- **SELECTED EXCERPT**
◆ ◆ ◆ ◆ ◆
Want to Be More Productive While Working From Home? Get Up and Move Aroundon December 1, 2020 at 4:53 pm

At this point in the pandemic, your days might feel as though they’re getting longer and more repetitive. You might also find yourself having problems focusing. But instead of endlessly staring at your screen, you might want to try giving up and getting up — at least for a short while.

Taking a break to exercise has been consistently shown to have benefits on cognition. That’s according to Charles Hillman, the co-director of the Center for Cognitive and Brain Health at Northeastern University in Boston. Hillman has been studying the relationship between exercise and cognition for decades and has generally found that making time for a 20-minute brisk walk can improve work performance and brain function.

Take a Walk

Hillman and his colleagues have tested the mental effects of walking on children and young adults at their lab. Generally, they measure the effects of a single dose of exercise (which they’ve defined as a 20-minute walk) on both cognitive test performance and changes to the neural electrical system in the brain. Based on which regions of the brain light up after exercise, they can draw some associations between exercise and different aspects of brain function — including allocation of attention, processing speed, working memory, and the ability to multitask.

Overall, they’ve found that the effects of walking on cognitive function last around an hour. But Hillman noted that the lab has not yet tested multiple bouts of exercise throughout the day. But note that you probably don’t need to schedule multiple, 20-minute walks to reach peak productivity. Smaller changes can have other impacts as well.

How this plays out in real-world situations is more difficult to test. Several studies on how exercise impacts student performance in the classroom have not shown significant improvements. But exercise doesn’t seem to have negative impacts on academic achievement, either.

Standing Time

Among adults, simply standing while working might be a good thing. In one recent study, researchers measured how standing desks affected productivity and health for employees in an office setting. Washington State University ergonomics researchers Jia-Hua Lin and Stephen Bao examined how different sitting and standing work schedules affected employees’ productivity at a call center. To do this, they randomly assigned four days of different sit-stand schedules, and they looked at the length of time spent on calls and filling out forms. Lin cautioned that the study was too small to provide statistically significant results, but they did see a trend in which employees that spent more time standing were able to wrap up phone calls more quickly.
◆ ◆ ◆ ◆ ◆
- **THE DATA**
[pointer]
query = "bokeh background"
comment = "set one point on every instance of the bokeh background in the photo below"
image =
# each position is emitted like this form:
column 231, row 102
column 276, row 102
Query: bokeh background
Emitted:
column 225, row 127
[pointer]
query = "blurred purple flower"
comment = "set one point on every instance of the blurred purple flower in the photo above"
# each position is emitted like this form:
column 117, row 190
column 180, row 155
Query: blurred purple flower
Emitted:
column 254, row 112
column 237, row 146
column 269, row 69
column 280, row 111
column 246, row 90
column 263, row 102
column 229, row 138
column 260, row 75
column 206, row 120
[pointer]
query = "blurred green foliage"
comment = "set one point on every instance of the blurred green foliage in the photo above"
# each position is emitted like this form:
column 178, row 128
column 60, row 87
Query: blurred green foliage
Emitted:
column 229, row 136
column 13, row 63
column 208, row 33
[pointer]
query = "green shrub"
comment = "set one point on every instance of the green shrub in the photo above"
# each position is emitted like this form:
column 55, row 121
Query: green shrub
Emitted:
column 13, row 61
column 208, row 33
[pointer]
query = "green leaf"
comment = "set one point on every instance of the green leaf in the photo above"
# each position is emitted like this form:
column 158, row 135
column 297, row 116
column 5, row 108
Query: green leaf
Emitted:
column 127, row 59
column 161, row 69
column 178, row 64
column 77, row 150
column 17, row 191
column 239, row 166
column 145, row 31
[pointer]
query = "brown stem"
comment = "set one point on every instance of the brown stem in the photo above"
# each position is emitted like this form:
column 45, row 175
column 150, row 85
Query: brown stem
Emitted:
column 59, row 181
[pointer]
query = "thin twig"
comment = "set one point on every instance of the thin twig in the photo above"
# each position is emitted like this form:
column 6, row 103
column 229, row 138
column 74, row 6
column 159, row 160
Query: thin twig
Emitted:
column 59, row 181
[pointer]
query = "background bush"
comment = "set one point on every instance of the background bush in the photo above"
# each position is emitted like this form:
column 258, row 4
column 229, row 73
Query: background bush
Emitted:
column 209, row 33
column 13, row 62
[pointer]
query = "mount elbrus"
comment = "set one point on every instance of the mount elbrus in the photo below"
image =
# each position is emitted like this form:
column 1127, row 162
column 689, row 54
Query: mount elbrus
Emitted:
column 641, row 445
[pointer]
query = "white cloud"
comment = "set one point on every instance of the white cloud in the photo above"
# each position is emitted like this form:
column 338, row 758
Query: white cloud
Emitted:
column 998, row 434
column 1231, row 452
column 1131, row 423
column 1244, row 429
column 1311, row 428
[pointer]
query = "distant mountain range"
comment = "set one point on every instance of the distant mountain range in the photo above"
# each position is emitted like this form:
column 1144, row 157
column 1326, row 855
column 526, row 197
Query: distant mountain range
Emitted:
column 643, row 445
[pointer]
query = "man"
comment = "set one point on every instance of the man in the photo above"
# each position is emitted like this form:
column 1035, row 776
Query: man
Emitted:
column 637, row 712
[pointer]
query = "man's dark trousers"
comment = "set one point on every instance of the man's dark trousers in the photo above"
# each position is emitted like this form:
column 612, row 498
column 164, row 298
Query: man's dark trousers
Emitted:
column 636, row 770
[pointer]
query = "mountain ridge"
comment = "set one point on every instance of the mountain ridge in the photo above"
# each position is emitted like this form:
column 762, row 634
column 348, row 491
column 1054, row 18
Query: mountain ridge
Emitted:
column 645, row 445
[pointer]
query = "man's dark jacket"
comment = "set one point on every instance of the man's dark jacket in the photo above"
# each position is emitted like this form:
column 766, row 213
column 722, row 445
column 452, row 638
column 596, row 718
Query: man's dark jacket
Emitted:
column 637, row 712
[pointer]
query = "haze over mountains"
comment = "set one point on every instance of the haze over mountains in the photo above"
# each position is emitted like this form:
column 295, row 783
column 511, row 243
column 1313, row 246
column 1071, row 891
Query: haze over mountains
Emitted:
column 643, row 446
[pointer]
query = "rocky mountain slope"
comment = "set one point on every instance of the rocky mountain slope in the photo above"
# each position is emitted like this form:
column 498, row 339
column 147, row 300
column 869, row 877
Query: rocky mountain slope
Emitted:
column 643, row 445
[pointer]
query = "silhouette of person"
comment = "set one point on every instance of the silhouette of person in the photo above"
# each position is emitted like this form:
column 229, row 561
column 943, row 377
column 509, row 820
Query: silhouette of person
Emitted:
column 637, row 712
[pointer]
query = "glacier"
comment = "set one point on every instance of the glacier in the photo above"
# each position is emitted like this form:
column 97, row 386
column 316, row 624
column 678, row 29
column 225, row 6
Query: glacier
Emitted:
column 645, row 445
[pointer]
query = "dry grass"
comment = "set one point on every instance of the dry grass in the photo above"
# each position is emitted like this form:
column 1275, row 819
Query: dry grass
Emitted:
◆ ◆ ◆ ◆ ◆
- **WHAT TO PRODUCE**
From the piece on exercise and productivity, reproduce word for word the passage between "Take a Walk" and "ability to multitask.", inclusive.

- **SOLUTION FOR THIS TASK**
Take a Walk

Hillman and his colleagues have tested the mental effects of walking on children and young adults at their lab. Generally, they measure the effects of a single dose of exercise (which they’ve defined as a 20-minute walk) on both cognitive test performance and changes to the neural electrical system in the brain. Based on which regions of the brain light up after exercise, they can draw some associations between exercise and different aspects of brain function — including allocation of attention, processing speed, working memory, and the ability to multitask.